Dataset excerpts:
--
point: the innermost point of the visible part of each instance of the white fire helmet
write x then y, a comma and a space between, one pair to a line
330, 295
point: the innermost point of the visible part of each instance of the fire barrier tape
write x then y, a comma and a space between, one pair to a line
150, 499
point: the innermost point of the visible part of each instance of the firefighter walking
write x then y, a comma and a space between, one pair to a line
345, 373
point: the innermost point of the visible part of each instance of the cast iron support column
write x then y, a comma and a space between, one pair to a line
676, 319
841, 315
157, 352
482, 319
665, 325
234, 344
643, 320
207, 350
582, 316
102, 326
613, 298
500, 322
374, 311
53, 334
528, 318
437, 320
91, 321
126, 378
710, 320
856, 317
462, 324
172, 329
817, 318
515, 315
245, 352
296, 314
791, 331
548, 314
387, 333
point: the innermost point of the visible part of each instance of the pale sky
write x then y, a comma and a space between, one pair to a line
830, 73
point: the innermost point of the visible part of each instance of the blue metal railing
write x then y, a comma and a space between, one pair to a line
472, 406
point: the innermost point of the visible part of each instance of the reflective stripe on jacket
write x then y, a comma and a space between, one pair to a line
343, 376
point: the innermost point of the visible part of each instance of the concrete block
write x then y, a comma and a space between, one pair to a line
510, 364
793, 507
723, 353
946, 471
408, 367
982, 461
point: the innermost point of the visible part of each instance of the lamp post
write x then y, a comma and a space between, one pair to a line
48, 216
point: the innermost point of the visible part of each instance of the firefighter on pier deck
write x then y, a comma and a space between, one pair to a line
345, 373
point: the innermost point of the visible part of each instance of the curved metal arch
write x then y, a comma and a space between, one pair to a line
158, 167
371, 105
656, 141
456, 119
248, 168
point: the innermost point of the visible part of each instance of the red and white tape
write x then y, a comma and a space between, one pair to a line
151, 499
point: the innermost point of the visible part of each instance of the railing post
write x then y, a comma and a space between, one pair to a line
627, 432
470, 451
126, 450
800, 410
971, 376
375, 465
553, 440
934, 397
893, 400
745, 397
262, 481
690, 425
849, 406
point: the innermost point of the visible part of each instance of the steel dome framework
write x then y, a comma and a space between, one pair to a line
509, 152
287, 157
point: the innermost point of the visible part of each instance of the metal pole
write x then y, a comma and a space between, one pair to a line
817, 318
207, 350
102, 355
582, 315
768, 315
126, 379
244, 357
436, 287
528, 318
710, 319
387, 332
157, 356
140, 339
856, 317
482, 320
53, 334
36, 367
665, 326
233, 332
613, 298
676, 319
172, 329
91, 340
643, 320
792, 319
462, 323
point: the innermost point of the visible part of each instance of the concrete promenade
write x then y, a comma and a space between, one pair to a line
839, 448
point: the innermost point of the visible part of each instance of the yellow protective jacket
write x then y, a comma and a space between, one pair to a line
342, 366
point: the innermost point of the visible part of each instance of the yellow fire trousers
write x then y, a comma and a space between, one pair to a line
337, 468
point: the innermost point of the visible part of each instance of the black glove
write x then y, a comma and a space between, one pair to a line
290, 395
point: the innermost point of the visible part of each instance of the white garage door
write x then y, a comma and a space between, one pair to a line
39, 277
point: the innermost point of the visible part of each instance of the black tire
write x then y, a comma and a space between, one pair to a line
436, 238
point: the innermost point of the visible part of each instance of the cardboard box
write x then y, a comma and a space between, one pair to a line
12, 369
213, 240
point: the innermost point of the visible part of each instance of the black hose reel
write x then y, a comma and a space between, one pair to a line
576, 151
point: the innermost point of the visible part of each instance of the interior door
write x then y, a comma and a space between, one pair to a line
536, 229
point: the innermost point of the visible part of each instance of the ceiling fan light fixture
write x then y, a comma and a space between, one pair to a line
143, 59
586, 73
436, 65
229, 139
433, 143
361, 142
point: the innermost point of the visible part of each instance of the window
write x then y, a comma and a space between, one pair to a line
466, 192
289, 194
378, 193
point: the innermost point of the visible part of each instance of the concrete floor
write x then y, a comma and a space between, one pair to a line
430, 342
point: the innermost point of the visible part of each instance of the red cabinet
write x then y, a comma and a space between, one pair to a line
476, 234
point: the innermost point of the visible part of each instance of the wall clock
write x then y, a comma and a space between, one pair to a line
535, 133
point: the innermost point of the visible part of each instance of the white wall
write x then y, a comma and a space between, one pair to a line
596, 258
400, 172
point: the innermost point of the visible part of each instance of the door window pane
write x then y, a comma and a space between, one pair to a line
--
TASK DIRECTIONS ::
Return a word-for-word copy of the lines above from the one holding "of the window" through the one holding "the red cabinet", with both of them included and nothing besides.

SOLUTION TO THE EXERCISE ::
point: the innermost point of the visible part of each instance of the window
write x then y, a comma and a space between, one pair to a line
466, 192
289, 194
378, 193
point: the innermost point of the visible part of each instance of the concrete floor
write x then y, a comma and a space between, one pair to a line
430, 342
point: the innermost point of the visible part of each instance of the red cabinet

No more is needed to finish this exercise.